_WHAT NEEDS TO BE DONE_
Render the lines below as a Markdown table with the columns Number and Record line, numbering each line and skipping blank ones. Leave the pictures out of the answer.

Rows from a pointing dataset
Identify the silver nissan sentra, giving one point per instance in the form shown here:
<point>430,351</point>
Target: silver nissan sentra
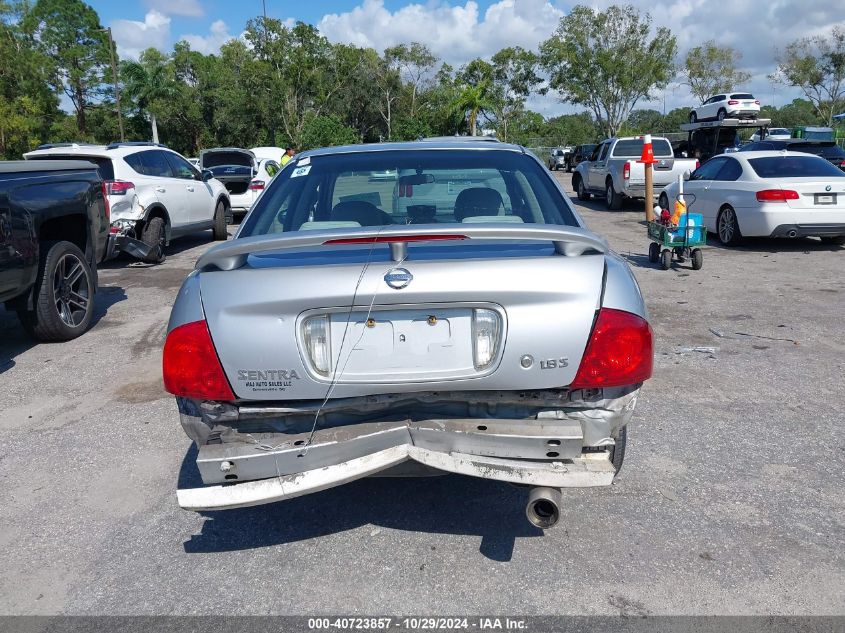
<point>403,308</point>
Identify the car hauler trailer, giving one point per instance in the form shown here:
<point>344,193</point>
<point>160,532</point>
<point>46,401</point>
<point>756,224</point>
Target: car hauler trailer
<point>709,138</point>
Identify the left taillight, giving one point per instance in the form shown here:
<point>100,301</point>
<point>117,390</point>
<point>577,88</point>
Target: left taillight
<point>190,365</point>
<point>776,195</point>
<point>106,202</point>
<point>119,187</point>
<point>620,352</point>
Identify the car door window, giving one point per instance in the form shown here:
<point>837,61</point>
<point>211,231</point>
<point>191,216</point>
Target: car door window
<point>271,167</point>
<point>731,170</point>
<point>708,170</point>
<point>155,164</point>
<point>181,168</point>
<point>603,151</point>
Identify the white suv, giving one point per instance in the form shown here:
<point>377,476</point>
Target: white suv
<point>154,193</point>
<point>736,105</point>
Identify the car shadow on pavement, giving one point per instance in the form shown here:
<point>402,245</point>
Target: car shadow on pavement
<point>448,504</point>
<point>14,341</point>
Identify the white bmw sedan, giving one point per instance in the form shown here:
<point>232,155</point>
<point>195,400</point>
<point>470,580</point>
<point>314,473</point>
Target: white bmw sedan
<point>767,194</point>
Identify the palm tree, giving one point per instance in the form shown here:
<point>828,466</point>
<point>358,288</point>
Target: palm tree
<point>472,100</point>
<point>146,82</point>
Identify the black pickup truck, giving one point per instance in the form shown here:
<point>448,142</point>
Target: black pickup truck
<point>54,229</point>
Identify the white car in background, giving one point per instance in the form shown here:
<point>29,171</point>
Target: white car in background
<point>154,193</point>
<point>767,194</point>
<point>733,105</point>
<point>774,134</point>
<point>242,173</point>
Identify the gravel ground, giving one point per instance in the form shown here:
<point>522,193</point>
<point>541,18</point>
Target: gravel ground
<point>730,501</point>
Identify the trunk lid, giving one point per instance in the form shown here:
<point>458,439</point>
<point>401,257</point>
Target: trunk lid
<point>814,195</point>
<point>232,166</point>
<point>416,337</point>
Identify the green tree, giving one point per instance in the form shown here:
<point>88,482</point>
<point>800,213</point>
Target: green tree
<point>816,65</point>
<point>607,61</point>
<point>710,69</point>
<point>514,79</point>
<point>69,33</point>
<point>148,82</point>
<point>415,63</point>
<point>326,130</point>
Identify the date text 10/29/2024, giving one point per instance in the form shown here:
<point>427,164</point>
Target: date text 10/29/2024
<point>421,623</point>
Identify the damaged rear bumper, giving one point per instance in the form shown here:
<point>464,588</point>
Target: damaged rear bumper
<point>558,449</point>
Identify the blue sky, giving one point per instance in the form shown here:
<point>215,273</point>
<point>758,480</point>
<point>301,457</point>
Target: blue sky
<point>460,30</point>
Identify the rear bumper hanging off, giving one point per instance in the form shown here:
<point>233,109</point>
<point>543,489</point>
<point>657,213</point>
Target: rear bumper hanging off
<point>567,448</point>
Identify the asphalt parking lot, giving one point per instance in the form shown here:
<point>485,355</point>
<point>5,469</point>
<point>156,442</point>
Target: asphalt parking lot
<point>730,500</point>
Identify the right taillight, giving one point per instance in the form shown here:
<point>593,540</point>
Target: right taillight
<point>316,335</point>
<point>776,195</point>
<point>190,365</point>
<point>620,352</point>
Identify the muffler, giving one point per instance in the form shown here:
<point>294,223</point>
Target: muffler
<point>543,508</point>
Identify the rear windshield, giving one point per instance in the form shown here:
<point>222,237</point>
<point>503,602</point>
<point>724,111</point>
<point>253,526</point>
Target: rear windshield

_THE OUTPUT_
| Number | Record line |
|---|---|
| 1 | Identify the silver nissan sentra, giving one point per instance in the form shown here: |
| 2 | <point>430,351</point> |
| 3 | Target: silver nissan sentra |
| 4 | <point>403,308</point> |
| 5 | Identify the car hauler trailer, giving one point per instance in the form shown here: |
| 6 | <point>344,193</point> |
| 7 | <point>160,532</point> |
| 8 | <point>46,401</point> |
| 9 | <point>756,224</point> |
| 10 | Target: car hauler trailer |
| 11 | <point>709,138</point> |
| 12 | Identify the left taillight, giving one point per instance in the form shown here: |
| 13 | <point>100,301</point> |
| 14 | <point>117,390</point> |
| 15 | <point>577,88</point> |
| 16 | Target: left taillight |
| 17 | <point>190,365</point> |
| 18 | <point>776,195</point> |
| 19 | <point>106,202</point> |
| 20 | <point>119,187</point> |
| 21 | <point>620,352</point> |
| 22 | Identify the car door window, giving one point per instance in the form shown here: |
| 23 | <point>837,61</point> |
| 24 | <point>211,231</point> |
| 25 | <point>191,216</point> |
| 26 | Target: car door window |
| 27 | <point>271,167</point> |
| 28 | <point>731,170</point> |
| 29 | <point>708,170</point> |
| 30 | <point>155,164</point> |
| 31 | <point>181,168</point> |
| 32 | <point>603,151</point> |
| 33 | Identify the white suv, giving one point per instance in the form shown here: |
| 34 | <point>377,476</point> |
| 35 | Target: white suv |
| 36 | <point>154,193</point> |
| 37 | <point>736,105</point> |
| 38 | Identify the car shadow on pavement, giving one point per instance in the form shown here: |
| 39 | <point>402,245</point> |
| 40 | Target: car shadow on pavement |
| 41 | <point>448,504</point> |
| 42 | <point>14,341</point> |
| 43 | Identify the white bmw sedan, giving one point per instance in the form shown here: |
| 44 | <point>232,155</point> |
| 45 | <point>195,400</point> |
| 46 | <point>470,580</point> |
| 47 | <point>314,473</point> |
| 48 | Target: white bmw sedan |
| 49 | <point>767,194</point> |
| 50 | Identify the palm tree, giving one point per instance in the form shown here: |
| 51 | <point>828,466</point> |
| 52 | <point>358,288</point> |
| 53 | Target: palm tree |
| 54 | <point>472,100</point> |
| 55 | <point>146,82</point> |
| 56 | Identify the black pickup truck, giving one point per instance in the form shown here: |
| 57 | <point>448,142</point> |
| 58 | Target: black pickup truck |
| 59 | <point>54,229</point> |
| 60 | Identify the white car in background, giving one point per instance in the form shown here: |
| 61 | <point>29,171</point> |
| 62 | Target: white car in background |
| 63 | <point>154,193</point> |
| 64 | <point>767,194</point> |
| 65 | <point>733,105</point> |
| 66 | <point>774,134</point> |
| 67 | <point>242,173</point> |
| 68 | Identify the gravel ground, giving one point per instance in the form shown here: |
| 69 | <point>522,193</point> |
| 70 | <point>541,18</point> |
| 71 | Target: gravel ground |
| 72 | <point>730,501</point> |
| 73 | Identify the trunk lid, giving one point per instance in the form shown here: |
| 74 | <point>458,439</point> |
| 75 | <point>401,257</point> |
| 76 | Target: trunk lid |
| 77 | <point>814,195</point> |
| 78 | <point>232,166</point> |
| 79 | <point>416,337</point> |
| 80 | Identify the green tree, giving one point per instance in the form shown here: |
| 81 | <point>88,482</point> |
| 82 | <point>800,213</point> |
| 83 | Target: green tree |
| 84 | <point>816,65</point> |
| 85 | <point>607,61</point> |
| 86 | <point>710,69</point> |
| 87 | <point>514,79</point> |
| 88 | <point>69,33</point> |
| 89 | <point>148,82</point> |
| 90 | <point>415,63</point> |
| 91 | <point>326,130</point> |
| 92 | Identify the date text 10/29/2024, giving one point per instance in the form shown here: |
| 93 | <point>427,164</point> |
| 94 | Target: date text 10/29/2024 |
| 95 | <point>421,623</point> |
| 96 | Identify the damaged rear bumper, giving one point per instance in the form shown here: |
| 97 | <point>464,588</point> |
| 98 | Target: damaged rear bumper |
| 99 | <point>558,449</point> |
| 100 | Identify the blue sky, giving one point per instance in the form shown here: |
| 101 | <point>215,273</point> |
| 102 | <point>758,480</point> |
| 103 | <point>301,457</point> |
| 104 | Target: blue sky |
| 105 | <point>460,30</point> |
| 106 | Identify the rear bumper hanging off, giving one point per instance in the form shown here: |
| 107 | <point>233,109</point> |
| 108 | <point>543,489</point> |
| 109 | <point>657,213</point> |
| 110 | Target: rear bumper hanging off |
| 111 | <point>567,448</point> |
| 112 | Identify the asphalt parking lot, giving one point per instance in the form shown here: |
| 113 | <point>485,355</point> |
| 114 | <point>5,469</point> |
| 115 | <point>156,442</point> |
| 116 | Target: asphalt parking lot |
| 117 | <point>730,500</point> |
| 118 | Identify the right taillight, giving one point per instance in the form shown here: |
| 119 | <point>593,540</point> |
| 120 | Target: right taillight |
| 121 | <point>316,335</point> |
| 122 | <point>776,195</point> |
| 123 | <point>190,365</point> |
| 124 | <point>620,352</point> |
| 125 | Identify the muffler, giving one point per instance in the form shown here: |
| 126 | <point>294,223</point> |
| 127 | Target: muffler |
| 128 | <point>543,508</point> |
| 129 | Identify the rear windshield, giving one point per instance in the form shown here: |
| 130 | <point>222,237</point> |
| 131 | <point>503,602</point> |
| 132 | <point>724,111</point> |
| 133 | <point>253,526</point> |
| 134 | Target: rear windshield |